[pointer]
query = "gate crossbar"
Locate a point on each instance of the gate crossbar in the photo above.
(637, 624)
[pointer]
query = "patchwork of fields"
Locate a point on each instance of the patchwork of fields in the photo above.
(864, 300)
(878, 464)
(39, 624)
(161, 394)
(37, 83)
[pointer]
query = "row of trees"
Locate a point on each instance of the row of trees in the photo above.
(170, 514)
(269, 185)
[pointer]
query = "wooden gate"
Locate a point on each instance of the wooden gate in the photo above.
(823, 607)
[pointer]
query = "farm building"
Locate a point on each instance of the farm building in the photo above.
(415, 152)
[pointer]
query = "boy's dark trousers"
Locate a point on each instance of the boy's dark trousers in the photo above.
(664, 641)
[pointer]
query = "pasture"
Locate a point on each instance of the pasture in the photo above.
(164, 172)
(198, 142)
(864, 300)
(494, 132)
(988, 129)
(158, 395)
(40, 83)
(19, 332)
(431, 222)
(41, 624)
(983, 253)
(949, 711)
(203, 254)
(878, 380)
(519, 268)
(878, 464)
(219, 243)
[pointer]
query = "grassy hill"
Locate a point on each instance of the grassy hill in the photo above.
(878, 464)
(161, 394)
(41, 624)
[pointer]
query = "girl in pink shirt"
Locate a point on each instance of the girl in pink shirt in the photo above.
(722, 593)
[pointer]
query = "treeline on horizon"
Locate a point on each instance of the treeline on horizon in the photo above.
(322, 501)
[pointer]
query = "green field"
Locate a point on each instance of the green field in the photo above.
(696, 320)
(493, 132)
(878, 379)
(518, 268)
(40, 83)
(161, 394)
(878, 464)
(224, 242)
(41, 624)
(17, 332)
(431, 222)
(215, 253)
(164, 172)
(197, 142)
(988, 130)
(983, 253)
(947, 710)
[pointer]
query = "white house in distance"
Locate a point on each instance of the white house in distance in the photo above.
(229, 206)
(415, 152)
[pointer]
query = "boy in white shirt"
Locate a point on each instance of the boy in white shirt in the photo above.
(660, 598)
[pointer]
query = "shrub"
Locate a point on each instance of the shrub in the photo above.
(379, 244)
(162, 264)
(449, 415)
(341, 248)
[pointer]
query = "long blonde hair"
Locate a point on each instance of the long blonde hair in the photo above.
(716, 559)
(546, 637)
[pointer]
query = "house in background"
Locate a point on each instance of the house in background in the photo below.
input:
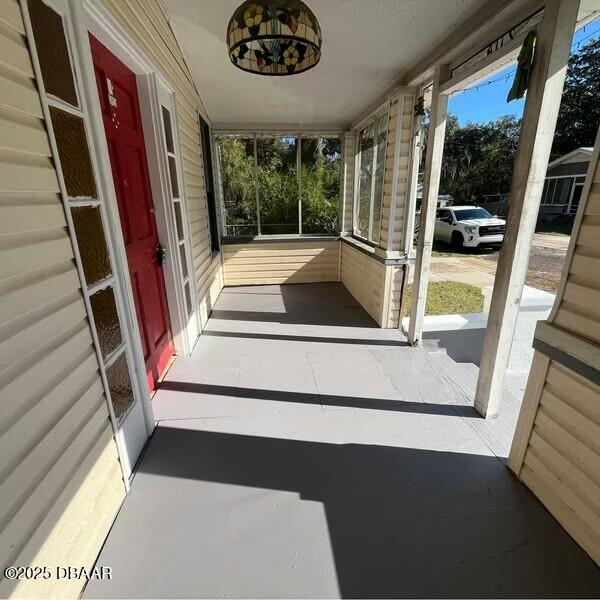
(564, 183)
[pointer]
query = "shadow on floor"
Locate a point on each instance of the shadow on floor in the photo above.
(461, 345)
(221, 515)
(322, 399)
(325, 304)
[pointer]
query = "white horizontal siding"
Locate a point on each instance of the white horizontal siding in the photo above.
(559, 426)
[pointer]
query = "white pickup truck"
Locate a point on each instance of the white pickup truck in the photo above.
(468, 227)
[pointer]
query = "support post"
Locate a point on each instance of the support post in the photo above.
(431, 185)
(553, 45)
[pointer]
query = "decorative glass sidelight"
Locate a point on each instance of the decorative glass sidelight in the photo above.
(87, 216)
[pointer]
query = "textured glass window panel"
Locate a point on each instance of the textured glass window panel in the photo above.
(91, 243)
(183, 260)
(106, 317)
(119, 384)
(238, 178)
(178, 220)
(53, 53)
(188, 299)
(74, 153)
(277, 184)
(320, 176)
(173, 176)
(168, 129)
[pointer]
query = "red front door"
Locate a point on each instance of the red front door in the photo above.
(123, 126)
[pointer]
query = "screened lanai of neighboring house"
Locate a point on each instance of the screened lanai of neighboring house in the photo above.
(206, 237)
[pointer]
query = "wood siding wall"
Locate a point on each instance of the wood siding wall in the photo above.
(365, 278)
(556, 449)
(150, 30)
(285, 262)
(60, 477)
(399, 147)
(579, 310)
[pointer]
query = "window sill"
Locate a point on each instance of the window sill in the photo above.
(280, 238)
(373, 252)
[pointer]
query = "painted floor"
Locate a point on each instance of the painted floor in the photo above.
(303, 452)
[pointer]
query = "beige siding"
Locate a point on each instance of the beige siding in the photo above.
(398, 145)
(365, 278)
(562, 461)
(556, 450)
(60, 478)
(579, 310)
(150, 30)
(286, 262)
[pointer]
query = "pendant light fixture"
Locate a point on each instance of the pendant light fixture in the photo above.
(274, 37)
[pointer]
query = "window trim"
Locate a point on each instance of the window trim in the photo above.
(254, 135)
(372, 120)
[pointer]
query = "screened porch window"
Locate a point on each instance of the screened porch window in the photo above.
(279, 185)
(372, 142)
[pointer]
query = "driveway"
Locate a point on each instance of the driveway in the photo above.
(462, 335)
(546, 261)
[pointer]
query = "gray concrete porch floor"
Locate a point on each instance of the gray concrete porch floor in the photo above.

•••

◆ Task objective
Copy the listing exactly. Any image in it stays out of the copy.

◆ Exercise result
[pointer]
query = "gate crossbar"
Locate a point on each instance of the gate crossbar in the photo above.
(637, 624)
[pointer]
query = "patchwork of fields"
Locate a point on each instance of the patchwork of fields in the photo above.
(864, 300)
(878, 464)
(39, 624)
(161, 394)
(37, 83)
[pointer]
query = "row of trees"
Locate a point on each instance of the row of trees in the photo above.
(170, 514)
(269, 185)
[pointer]
query = "wooden gate"
Locate a point on each instance of the wooden gate in the photo above.
(823, 607)
[pointer]
query = "farm building"
Locate a point on each instance of the farm building in the photo above.
(415, 152)
[pointer]
query = "boy's dark trousers"
Locate a point on each instance of the boy's dark trousers in the photo above.
(664, 641)
[pointer]
query = "pasture"
Locate a point on each instance of the pasture in the photo above.
(164, 172)
(198, 142)
(864, 300)
(494, 132)
(988, 129)
(158, 395)
(40, 83)
(19, 332)
(431, 222)
(41, 624)
(983, 253)
(949, 711)
(203, 254)
(878, 380)
(519, 268)
(878, 464)
(219, 243)
[pointer]
query = "grassy hill"
Locate a point on each instance of the grassy hill in the photo above.
(878, 464)
(161, 394)
(41, 624)
[pointer]
query = "girl in pink shirt"
Locate a point on each instance of the girl in pink shirt in the photo above.
(722, 593)
[pointer]
query = "treeline on horizon"
Locate a point on each instance of the treeline on horizon in the photo above.
(322, 501)
[pointer]
query = "green field"
Locate a point on each instance of the green field in the photo above.
(696, 320)
(493, 132)
(878, 379)
(518, 268)
(40, 83)
(161, 394)
(878, 464)
(224, 242)
(41, 624)
(17, 332)
(431, 222)
(215, 253)
(164, 172)
(197, 142)
(988, 130)
(983, 253)
(947, 710)
[pointer]
query = "white house in distance"
Locate a point on each instance of the white house in distance in the photo above.
(229, 206)
(415, 152)
[pointer]
query = "boy in white shirt"
Locate a point on each instance of the boy in white shirt in the photo above.
(660, 598)
[pointer]
query = "shrub"
Locate a point on each instance of the shrub in the photo above.
(379, 244)
(162, 264)
(449, 415)
(341, 248)
[pointer]
query = "long blonde hair"
Locate a point on each instance of the long blonde hair in the photo above.
(716, 559)
(546, 637)
[pointer]
query = "house in background"
Locate a point on each instance of the house in background in the photo below.
input:
(564, 183)
[pointer]
query = "shadow on floor"
Locate a point on each instance of the shadow on floor in the photo above.
(461, 345)
(221, 515)
(322, 399)
(325, 304)
[pointer]
query = "white horizontal siding"
Locate a point on each instance of the white horizontal siding in the photo above.
(559, 426)
[pointer]
query = "white pickup truck"
Locate a point on each instance of the white pickup truck in the photo above.
(468, 227)
[pointer]
query = "support post"
Locate a point on each instance of the support post in the photo above.
(431, 185)
(553, 45)
[pointer]
query = "decorative glass sidelight"
Locate a point on each instance of the decorative glass sidelight in the photo above.
(87, 216)
[pointer]
query = "textured glass window panel"
Locate a point on each instance of the textured glass window panel in the photo above.
(91, 243)
(183, 260)
(106, 317)
(119, 384)
(238, 178)
(178, 220)
(53, 53)
(188, 299)
(74, 153)
(277, 184)
(320, 176)
(173, 176)
(168, 129)
[pointer]
query = "red front door"
Locate a point on each instance of the red front door in the photo above.
(123, 126)
[pointer]
query = "screened lanai of neighboring house"
Locate a point on each instance of the screened lanai of neighboring house in the photo above.
(206, 237)
[pointer]
query = "wood siding wall"
Locate a point on each instance of the wood siding wall in the photo above.
(365, 278)
(556, 449)
(150, 30)
(285, 262)
(60, 477)
(399, 147)
(579, 310)
[pointer]
query = "window sill"
Locate a point on each instance of the window sill in the photo above.
(280, 238)
(373, 252)
[pointer]
query = "painted floor"
Locate a point on each instance of the painted floor in the photo above.
(303, 452)
[pointer]
query = "beige siding"
Locate a point on each instance of the beige siding in the photo above.
(398, 145)
(365, 278)
(562, 461)
(556, 450)
(60, 478)
(579, 310)
(150, 30)
(286, 262)
[pointer]
query = "pendant light fixture"
Locate a point on each instance of the pendant light fixture in the photo above.
(274, 37)
[pointer]
query = "window trim"
Locate a point on each instance of the window trim in the photo above.
(254, 135)
(372, 120)
[pointer]
query = "screened porch window"
Locate a point on each instance of the screened porch window in the photo above.
(279, 185)
(372, 142)
[pointer]
query = "driveway"
Locate a point on each instance of the driveway in the photo above.
(462, 335)
(546, 261)
[pointer]
query = "gray concrete porch floor"
Locate a point on each instance of the gray concrete porch floor in the photo above.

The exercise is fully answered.